§ **DATA RECORDS**:
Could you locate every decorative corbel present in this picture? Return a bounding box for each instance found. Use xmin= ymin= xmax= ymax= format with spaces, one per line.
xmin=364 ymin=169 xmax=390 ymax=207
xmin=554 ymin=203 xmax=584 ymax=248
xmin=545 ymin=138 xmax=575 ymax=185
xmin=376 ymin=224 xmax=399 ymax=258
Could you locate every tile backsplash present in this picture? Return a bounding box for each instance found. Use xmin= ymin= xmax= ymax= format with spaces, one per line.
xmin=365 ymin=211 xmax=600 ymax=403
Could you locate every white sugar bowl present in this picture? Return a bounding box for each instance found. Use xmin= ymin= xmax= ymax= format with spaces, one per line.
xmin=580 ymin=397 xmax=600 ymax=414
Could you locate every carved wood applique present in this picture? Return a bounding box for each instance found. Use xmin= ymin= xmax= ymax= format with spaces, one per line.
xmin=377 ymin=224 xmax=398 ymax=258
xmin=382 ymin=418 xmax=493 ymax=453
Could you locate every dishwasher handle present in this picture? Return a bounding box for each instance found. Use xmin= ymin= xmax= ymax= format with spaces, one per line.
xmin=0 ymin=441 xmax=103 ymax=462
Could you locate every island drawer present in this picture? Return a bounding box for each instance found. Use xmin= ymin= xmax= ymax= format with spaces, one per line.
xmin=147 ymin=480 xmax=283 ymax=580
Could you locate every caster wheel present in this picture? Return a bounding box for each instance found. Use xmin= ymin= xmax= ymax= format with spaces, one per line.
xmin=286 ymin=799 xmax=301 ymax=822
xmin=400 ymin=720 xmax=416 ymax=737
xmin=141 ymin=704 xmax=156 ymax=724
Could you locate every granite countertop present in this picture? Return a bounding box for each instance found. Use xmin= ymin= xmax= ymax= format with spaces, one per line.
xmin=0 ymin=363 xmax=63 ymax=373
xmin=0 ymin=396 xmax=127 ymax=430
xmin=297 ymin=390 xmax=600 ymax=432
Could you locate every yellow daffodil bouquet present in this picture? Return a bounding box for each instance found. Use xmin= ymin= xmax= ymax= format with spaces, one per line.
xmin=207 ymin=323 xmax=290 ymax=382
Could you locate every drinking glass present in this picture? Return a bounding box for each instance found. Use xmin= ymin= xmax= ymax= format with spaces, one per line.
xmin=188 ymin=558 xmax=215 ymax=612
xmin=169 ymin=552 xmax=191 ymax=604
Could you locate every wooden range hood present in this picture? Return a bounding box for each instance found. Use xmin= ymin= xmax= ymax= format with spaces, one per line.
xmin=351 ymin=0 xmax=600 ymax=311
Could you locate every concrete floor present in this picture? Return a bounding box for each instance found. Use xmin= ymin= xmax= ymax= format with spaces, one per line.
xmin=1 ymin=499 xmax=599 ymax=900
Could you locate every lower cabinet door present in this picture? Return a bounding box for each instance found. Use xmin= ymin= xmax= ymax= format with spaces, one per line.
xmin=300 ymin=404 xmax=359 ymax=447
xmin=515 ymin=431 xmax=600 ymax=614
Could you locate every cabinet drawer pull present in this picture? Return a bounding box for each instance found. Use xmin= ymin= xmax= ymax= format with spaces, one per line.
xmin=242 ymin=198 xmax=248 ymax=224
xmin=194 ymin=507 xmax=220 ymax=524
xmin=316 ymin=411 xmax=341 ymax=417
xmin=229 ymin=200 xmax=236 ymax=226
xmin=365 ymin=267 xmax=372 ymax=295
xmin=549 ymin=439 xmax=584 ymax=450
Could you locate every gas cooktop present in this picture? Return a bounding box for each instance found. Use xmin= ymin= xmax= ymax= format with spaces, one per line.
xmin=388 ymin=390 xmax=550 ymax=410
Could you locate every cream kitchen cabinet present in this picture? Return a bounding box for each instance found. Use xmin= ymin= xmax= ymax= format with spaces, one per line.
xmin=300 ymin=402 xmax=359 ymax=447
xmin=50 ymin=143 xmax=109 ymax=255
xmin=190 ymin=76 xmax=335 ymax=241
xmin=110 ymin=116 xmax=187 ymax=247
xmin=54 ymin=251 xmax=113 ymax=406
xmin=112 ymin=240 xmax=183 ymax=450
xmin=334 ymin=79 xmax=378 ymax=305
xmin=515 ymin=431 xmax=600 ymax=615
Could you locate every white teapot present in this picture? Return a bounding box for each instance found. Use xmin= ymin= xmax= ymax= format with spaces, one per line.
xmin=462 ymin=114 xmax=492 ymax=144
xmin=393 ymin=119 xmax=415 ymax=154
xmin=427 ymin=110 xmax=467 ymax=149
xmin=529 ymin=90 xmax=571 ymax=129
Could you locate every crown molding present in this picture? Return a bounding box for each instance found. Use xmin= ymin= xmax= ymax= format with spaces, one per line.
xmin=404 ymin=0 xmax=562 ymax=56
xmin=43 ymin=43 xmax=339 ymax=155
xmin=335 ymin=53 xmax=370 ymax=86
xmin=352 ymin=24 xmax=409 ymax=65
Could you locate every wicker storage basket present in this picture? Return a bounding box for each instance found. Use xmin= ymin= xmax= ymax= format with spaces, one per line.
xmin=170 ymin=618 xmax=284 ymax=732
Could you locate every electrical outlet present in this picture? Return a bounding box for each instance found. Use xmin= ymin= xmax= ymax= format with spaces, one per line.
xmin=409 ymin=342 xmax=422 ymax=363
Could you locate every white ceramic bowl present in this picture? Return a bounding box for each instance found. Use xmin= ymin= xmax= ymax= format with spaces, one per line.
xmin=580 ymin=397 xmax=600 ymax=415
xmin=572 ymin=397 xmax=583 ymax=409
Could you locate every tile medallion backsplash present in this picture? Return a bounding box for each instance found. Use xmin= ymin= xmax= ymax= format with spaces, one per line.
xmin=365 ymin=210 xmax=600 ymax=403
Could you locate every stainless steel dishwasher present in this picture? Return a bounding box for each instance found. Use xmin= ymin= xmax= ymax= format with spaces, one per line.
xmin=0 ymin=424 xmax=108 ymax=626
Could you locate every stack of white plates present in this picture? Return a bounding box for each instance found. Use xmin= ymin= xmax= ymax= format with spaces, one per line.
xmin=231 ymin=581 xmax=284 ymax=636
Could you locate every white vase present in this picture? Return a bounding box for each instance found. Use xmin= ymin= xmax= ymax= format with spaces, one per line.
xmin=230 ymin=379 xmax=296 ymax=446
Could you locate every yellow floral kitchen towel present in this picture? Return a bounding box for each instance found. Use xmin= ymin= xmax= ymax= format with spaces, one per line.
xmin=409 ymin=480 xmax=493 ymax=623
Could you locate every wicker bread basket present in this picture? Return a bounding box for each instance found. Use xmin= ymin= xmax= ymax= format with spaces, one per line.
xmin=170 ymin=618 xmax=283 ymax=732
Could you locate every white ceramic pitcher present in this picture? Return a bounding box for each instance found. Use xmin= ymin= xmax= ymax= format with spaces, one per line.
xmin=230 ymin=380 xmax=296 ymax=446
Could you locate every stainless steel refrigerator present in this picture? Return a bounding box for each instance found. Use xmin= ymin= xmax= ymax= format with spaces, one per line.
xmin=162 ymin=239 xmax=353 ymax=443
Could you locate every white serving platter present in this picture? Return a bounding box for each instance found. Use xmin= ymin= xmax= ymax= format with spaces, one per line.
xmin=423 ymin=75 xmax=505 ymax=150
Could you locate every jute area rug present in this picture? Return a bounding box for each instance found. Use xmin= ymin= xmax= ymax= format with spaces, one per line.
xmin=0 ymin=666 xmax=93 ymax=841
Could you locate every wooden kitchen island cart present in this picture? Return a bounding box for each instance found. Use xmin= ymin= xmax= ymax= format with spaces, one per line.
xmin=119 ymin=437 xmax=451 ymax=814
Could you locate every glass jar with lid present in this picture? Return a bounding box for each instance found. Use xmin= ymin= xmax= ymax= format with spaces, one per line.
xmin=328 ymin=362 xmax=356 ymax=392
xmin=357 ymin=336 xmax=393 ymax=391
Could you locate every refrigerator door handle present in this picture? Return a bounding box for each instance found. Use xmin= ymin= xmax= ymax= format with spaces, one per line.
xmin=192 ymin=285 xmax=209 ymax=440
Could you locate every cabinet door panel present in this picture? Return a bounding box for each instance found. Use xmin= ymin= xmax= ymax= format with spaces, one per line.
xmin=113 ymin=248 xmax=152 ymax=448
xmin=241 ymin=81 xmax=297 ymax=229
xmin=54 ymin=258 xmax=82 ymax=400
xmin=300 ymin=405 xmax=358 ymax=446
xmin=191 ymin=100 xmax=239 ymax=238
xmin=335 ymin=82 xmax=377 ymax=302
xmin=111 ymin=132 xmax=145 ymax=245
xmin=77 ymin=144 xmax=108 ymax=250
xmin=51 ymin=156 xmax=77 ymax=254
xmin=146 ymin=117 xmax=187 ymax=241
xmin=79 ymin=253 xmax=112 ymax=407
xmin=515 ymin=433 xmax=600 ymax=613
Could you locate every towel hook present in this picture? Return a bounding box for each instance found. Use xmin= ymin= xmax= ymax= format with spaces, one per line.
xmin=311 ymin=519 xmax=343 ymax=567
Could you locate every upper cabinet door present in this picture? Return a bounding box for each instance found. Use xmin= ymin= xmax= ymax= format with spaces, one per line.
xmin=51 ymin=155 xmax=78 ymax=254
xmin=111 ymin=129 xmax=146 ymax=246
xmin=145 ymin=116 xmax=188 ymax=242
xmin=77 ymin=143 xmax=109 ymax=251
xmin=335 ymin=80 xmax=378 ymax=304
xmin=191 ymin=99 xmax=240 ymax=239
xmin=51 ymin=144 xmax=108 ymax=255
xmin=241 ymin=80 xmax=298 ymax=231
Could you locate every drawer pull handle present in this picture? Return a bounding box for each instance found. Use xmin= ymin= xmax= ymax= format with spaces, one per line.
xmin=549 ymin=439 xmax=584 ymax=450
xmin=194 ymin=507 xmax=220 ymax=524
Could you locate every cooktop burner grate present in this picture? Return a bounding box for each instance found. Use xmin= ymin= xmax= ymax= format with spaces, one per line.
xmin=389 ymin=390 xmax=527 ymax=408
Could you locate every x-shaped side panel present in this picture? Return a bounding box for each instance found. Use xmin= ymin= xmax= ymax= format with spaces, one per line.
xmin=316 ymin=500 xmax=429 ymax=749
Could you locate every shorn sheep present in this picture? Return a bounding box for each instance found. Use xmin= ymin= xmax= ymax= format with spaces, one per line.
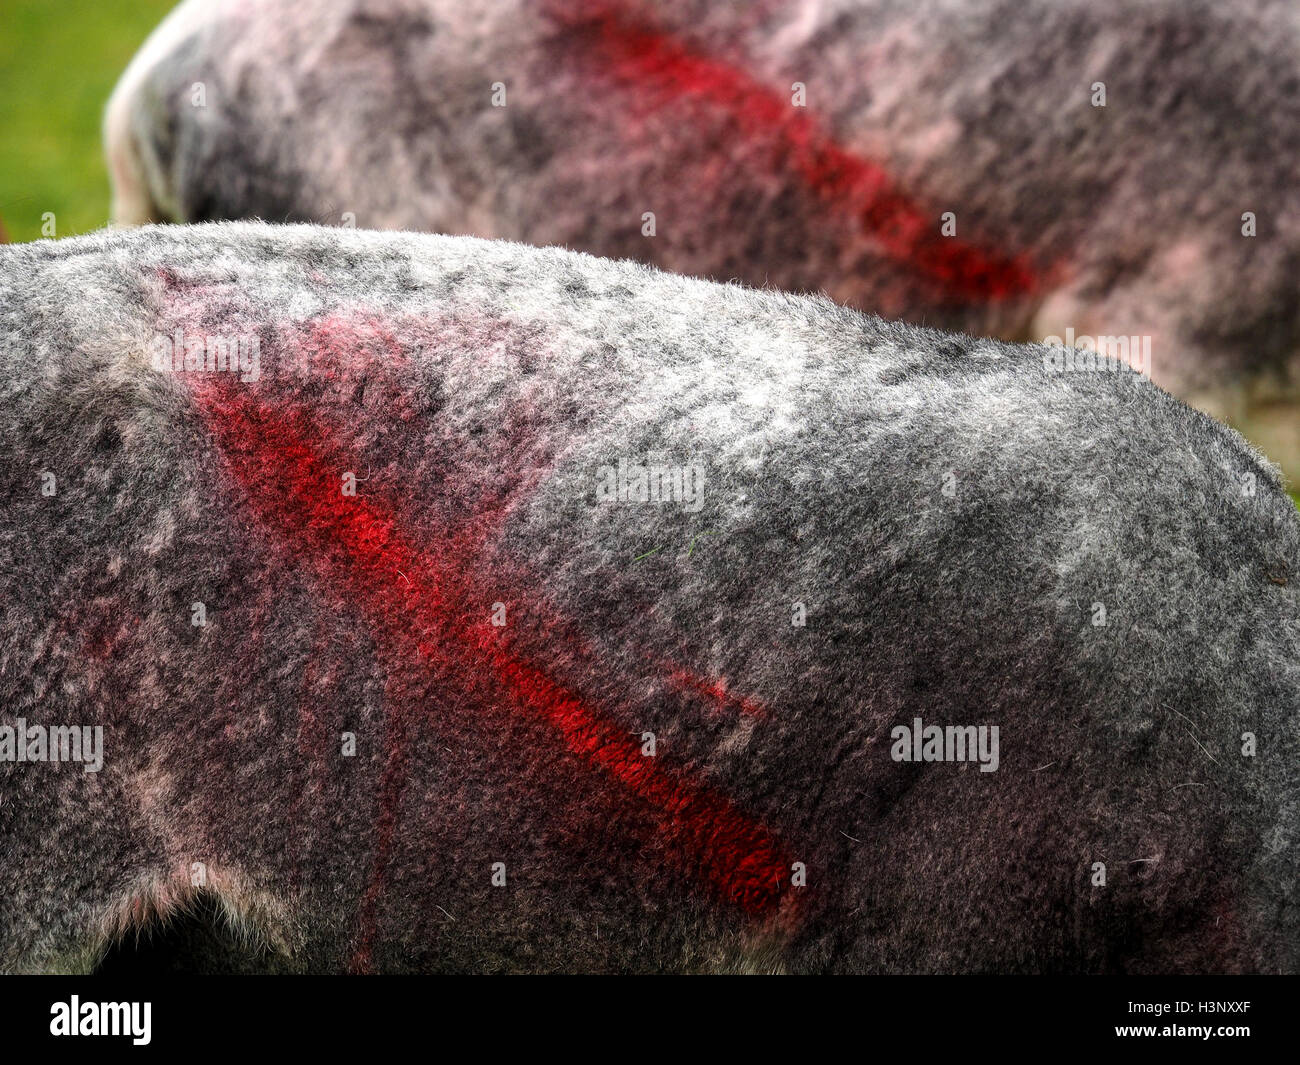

§ **ASSIGNMENT**:
Retype the line containing "Could you locate every cooktop" and all lines after it to the end of the material, exactly as written, leaving out any pictures.

§ **YOUR RESPONSE**:
Could you locate every cooktop burner grate present in this picture? Return a bounding box for each instance found. Use xmin= ymin= xmax= ymax= format with spaces, one per line.
xmin=389 ymin=390 xmax=527 ymax=408
Could you locate every x-shaped side panel present in this picture? Return a bounding box for each instance found. Use xmin= ymin= xmax= ymax= format with spaces, one per line.
xmin=316 ymin=500 xmax=429 ymax=749
Could you locate every shorn sheep present in this picture? Return a bounding box for each instance found. Use xmin= ymin= xmax= ymax= format with spaces, one per line.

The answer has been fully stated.